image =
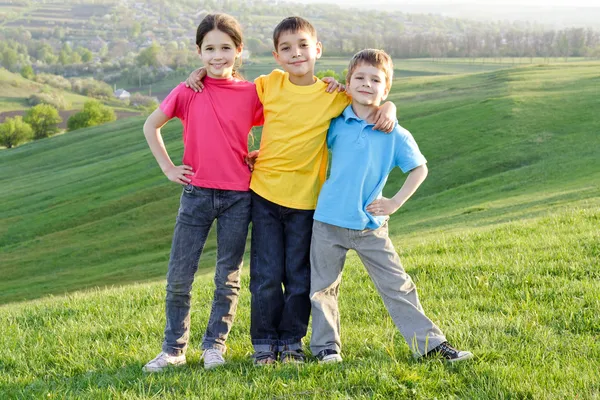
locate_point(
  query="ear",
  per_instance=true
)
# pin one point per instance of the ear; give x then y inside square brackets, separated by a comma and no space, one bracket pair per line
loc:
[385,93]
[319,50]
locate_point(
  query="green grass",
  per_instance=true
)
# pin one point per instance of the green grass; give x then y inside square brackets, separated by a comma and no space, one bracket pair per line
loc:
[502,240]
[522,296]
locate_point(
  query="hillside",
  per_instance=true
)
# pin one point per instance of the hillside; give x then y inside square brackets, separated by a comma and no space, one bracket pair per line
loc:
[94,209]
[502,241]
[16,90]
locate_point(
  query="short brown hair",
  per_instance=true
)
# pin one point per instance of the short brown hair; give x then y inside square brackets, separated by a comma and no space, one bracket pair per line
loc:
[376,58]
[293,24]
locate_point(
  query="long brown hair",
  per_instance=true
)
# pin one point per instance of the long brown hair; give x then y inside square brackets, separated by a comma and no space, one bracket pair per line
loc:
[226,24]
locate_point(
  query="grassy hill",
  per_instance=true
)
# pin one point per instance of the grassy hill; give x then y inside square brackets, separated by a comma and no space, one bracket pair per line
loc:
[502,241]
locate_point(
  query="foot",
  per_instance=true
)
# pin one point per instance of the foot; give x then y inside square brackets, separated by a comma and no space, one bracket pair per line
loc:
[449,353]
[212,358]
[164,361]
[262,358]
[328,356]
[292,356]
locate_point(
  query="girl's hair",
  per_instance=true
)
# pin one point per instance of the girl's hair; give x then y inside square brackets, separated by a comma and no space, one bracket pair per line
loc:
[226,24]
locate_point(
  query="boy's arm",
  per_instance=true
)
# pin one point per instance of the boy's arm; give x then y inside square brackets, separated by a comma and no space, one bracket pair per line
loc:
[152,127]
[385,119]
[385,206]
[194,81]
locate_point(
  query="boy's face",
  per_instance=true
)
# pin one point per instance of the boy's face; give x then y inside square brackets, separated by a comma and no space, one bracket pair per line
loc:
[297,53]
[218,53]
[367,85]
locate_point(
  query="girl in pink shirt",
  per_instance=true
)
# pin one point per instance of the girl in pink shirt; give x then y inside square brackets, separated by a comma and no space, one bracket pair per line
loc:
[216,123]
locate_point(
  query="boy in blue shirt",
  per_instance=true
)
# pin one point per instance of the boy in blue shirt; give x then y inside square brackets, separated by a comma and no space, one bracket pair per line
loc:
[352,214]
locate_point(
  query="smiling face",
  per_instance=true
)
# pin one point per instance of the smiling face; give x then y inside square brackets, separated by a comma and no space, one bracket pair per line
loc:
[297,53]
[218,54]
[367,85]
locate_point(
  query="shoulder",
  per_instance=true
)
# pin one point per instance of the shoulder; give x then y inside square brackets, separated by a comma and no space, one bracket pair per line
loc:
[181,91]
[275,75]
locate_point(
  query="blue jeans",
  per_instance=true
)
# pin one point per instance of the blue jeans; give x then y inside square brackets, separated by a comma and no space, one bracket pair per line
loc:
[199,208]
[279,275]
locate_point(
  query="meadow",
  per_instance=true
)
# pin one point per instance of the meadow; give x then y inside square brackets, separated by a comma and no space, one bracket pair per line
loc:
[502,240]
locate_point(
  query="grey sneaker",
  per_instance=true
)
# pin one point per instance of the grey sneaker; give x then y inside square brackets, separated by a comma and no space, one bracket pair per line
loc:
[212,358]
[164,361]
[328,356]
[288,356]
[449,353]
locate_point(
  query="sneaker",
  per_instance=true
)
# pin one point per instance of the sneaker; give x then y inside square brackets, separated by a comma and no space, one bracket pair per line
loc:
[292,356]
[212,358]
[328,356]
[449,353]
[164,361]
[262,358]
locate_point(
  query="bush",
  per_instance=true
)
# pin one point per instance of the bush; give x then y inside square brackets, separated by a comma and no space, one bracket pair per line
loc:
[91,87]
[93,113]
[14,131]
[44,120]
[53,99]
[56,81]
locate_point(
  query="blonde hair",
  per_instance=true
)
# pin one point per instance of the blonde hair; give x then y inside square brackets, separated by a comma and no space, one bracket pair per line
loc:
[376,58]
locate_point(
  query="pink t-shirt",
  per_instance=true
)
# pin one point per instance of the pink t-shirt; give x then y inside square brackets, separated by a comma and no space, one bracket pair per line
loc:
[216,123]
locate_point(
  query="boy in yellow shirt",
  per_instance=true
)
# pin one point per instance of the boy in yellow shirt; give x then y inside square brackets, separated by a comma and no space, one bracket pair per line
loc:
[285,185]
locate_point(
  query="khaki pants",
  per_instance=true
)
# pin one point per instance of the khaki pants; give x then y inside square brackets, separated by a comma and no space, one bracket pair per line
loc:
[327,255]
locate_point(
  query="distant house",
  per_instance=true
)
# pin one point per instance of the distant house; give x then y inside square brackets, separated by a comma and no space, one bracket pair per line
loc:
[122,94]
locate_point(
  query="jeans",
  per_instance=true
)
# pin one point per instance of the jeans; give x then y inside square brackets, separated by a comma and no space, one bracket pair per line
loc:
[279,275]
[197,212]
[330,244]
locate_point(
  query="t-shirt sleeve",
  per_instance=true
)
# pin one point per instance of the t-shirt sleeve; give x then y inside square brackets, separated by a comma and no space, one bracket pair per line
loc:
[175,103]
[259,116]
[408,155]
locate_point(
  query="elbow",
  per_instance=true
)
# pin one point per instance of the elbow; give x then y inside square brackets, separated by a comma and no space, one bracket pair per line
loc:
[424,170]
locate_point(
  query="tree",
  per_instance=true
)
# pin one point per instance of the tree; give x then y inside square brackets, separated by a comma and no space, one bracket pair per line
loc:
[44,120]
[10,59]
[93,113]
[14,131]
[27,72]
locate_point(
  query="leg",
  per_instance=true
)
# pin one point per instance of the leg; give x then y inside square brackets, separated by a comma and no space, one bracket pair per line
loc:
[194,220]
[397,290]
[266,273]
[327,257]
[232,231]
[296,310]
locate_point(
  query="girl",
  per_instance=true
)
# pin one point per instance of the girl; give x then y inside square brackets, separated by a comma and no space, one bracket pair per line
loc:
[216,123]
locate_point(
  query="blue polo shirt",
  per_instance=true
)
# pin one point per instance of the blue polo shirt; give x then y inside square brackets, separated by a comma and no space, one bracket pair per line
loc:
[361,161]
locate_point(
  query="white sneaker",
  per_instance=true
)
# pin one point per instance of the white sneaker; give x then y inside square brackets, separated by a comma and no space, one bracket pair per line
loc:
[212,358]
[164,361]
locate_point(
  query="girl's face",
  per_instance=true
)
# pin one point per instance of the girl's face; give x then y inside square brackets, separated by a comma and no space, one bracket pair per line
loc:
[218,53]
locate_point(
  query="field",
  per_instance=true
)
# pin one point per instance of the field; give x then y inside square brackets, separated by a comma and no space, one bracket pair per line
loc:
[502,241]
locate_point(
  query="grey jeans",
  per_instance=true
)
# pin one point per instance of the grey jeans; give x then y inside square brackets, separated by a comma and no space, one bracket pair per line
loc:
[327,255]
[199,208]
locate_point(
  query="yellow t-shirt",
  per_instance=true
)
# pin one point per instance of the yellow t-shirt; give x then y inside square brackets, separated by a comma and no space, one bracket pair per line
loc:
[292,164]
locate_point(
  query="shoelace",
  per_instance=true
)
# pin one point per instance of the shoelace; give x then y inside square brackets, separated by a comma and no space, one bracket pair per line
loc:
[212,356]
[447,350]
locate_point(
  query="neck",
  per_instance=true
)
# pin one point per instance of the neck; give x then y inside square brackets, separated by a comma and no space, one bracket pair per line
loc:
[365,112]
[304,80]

------------------------------------------------------------

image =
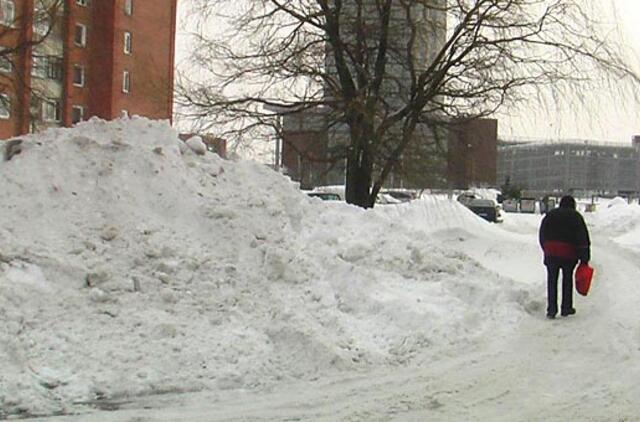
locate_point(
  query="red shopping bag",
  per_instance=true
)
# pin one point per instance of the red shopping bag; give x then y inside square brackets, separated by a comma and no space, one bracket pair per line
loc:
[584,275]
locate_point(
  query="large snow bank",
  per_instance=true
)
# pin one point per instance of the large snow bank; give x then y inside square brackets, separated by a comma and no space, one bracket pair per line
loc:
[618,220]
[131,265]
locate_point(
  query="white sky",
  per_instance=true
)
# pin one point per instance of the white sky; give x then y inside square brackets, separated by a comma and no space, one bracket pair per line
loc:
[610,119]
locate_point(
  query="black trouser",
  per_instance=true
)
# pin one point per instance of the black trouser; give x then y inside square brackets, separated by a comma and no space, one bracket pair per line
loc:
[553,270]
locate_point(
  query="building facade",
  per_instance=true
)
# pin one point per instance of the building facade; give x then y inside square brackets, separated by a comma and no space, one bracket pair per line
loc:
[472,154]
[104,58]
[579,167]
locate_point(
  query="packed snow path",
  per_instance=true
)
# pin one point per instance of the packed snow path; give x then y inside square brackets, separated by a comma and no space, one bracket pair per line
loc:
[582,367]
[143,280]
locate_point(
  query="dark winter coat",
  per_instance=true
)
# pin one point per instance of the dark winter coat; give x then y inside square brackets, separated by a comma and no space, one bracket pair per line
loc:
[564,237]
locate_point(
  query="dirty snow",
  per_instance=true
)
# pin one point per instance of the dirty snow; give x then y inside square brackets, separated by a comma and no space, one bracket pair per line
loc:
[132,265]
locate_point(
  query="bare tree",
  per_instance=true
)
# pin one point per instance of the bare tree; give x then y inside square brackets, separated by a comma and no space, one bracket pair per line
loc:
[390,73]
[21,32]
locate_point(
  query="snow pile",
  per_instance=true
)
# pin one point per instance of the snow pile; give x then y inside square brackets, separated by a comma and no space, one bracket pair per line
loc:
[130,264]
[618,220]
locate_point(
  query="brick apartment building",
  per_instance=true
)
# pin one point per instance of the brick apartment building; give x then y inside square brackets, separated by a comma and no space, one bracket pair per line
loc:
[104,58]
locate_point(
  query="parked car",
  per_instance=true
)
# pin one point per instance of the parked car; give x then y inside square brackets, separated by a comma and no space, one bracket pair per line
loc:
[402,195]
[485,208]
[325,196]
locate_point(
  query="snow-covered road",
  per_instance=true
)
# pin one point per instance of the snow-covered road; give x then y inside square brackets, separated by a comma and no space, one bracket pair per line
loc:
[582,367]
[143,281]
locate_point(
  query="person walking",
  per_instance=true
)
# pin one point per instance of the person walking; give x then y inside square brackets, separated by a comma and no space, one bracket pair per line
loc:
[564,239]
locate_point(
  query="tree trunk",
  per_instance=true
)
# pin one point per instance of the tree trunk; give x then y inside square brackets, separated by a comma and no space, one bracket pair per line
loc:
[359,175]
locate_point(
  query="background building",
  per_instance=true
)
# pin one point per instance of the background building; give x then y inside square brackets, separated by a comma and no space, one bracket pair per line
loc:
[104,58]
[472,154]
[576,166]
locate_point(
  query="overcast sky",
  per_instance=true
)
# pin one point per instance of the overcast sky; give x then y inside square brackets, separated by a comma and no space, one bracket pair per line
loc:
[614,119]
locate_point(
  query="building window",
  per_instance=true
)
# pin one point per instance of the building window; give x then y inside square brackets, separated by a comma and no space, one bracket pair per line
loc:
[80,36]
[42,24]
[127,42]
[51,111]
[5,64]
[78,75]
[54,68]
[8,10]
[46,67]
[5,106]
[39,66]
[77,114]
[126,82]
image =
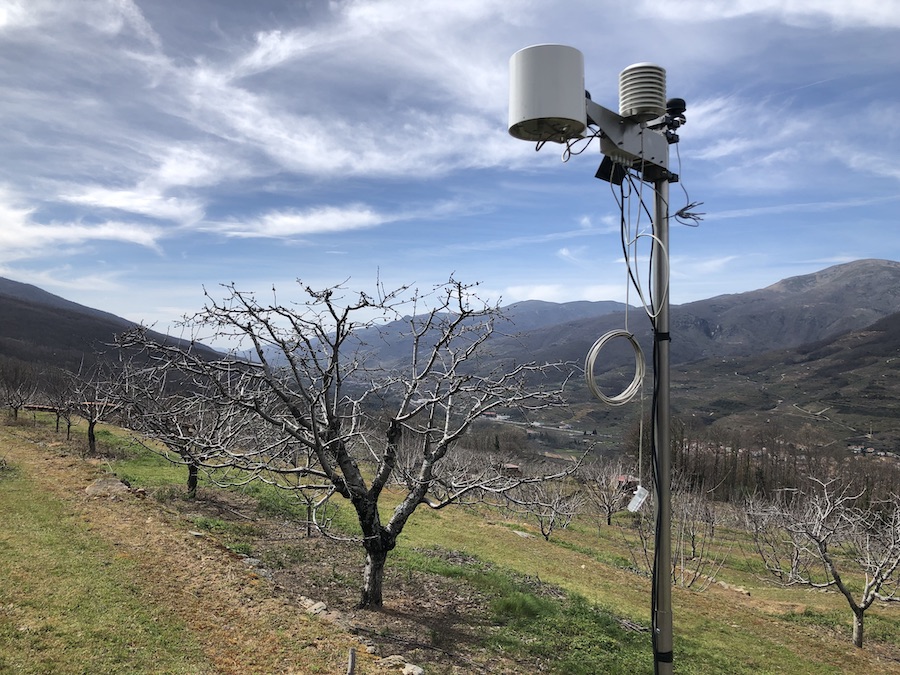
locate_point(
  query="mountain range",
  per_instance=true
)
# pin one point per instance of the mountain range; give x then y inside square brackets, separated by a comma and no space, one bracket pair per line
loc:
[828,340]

------------------------------------------------------------

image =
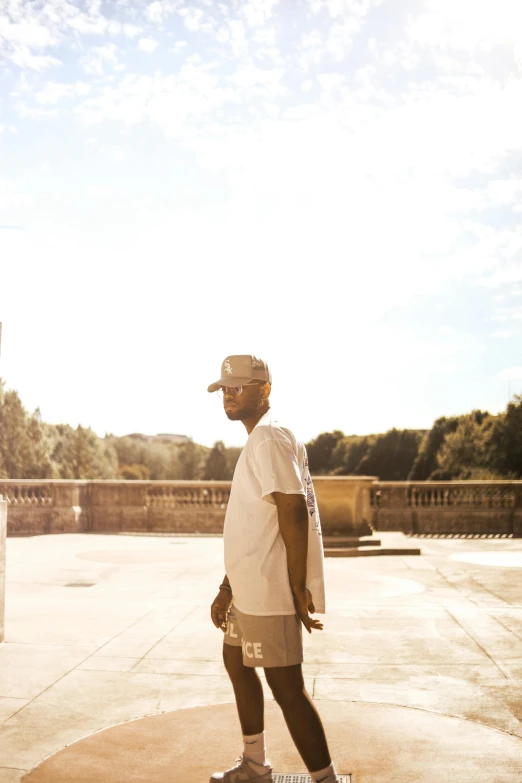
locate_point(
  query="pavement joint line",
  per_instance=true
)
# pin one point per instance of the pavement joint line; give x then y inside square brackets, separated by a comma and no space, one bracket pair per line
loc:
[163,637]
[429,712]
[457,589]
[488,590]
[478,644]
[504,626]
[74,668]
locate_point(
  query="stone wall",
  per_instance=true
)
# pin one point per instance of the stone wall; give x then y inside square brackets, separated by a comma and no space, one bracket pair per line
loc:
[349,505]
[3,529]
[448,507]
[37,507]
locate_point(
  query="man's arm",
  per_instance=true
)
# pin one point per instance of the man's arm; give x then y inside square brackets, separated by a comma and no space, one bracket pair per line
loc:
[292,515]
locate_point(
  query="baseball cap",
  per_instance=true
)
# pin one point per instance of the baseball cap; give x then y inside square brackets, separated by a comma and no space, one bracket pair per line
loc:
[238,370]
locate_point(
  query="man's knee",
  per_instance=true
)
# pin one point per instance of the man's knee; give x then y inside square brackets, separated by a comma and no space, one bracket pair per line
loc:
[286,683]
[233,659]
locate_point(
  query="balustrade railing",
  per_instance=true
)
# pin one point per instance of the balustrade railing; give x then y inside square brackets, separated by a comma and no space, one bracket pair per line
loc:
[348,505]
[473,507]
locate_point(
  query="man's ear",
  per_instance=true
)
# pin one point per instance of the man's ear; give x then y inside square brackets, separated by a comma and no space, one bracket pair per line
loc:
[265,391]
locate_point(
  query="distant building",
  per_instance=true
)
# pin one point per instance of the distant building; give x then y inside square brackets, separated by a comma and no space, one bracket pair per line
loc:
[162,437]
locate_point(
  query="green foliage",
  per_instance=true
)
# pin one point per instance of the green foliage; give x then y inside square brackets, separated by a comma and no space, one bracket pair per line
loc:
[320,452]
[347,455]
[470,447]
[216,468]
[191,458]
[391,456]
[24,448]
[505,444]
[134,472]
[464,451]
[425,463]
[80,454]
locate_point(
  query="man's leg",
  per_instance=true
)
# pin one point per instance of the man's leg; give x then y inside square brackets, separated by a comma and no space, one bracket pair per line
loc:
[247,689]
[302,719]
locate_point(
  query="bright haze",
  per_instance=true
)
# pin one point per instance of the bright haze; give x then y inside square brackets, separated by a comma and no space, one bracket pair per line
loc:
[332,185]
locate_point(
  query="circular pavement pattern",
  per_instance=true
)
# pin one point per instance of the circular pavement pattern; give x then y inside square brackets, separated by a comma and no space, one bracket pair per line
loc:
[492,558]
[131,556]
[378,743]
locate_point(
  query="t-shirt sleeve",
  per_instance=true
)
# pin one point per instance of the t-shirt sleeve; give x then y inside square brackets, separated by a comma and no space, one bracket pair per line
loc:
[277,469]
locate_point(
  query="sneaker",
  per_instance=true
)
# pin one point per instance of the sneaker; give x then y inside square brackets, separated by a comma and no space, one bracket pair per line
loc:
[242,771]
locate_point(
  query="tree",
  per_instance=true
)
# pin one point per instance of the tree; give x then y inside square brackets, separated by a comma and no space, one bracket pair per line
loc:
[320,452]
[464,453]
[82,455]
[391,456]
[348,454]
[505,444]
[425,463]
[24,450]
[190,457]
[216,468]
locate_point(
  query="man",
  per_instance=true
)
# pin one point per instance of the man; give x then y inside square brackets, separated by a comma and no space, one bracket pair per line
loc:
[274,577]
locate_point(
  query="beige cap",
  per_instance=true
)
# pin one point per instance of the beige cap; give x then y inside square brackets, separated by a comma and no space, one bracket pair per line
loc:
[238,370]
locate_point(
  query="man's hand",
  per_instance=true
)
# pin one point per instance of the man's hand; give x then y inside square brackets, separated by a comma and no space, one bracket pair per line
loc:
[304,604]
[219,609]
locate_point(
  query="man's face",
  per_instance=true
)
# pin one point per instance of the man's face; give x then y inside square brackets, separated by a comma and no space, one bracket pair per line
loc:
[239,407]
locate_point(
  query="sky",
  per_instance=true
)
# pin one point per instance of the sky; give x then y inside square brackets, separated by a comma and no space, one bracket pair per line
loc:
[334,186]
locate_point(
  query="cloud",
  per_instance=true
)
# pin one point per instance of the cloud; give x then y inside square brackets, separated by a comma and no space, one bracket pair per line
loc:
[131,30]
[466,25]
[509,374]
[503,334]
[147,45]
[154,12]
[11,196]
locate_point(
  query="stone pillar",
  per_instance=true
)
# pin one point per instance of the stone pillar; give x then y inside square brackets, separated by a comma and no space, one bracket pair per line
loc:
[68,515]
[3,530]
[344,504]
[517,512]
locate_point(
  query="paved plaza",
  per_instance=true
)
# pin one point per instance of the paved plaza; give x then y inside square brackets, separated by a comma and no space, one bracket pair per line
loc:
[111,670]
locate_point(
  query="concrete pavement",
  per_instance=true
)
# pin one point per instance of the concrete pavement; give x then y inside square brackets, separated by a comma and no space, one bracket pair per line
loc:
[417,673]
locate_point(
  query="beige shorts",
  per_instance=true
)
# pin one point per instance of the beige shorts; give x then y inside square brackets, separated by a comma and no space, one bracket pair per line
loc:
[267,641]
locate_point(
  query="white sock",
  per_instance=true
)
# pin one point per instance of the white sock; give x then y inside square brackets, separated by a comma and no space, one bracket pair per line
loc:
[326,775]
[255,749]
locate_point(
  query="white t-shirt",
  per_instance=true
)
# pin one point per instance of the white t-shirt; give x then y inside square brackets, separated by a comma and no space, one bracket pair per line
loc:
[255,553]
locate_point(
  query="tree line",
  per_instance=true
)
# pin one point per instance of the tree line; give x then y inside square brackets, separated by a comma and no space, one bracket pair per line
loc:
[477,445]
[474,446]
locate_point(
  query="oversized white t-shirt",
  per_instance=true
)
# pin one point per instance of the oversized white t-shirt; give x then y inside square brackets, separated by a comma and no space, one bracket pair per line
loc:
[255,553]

------------------------------------------------------------

=== GEGEBENE AUFGABE ===
Welche Zeilen der Daten enthalten die Zeichenfolge „joint“? Zeige jede dieser Zeilen an und achte dabei auf Groß- und Kleinschreibung.

=== VOLLSTÄNDIGE AUSGABE ===
  query="pavement joint line",
# pin one point per instance of the pavement joint line; give x then y inside square brackets, separated by a comma and no space, one bracket pair per line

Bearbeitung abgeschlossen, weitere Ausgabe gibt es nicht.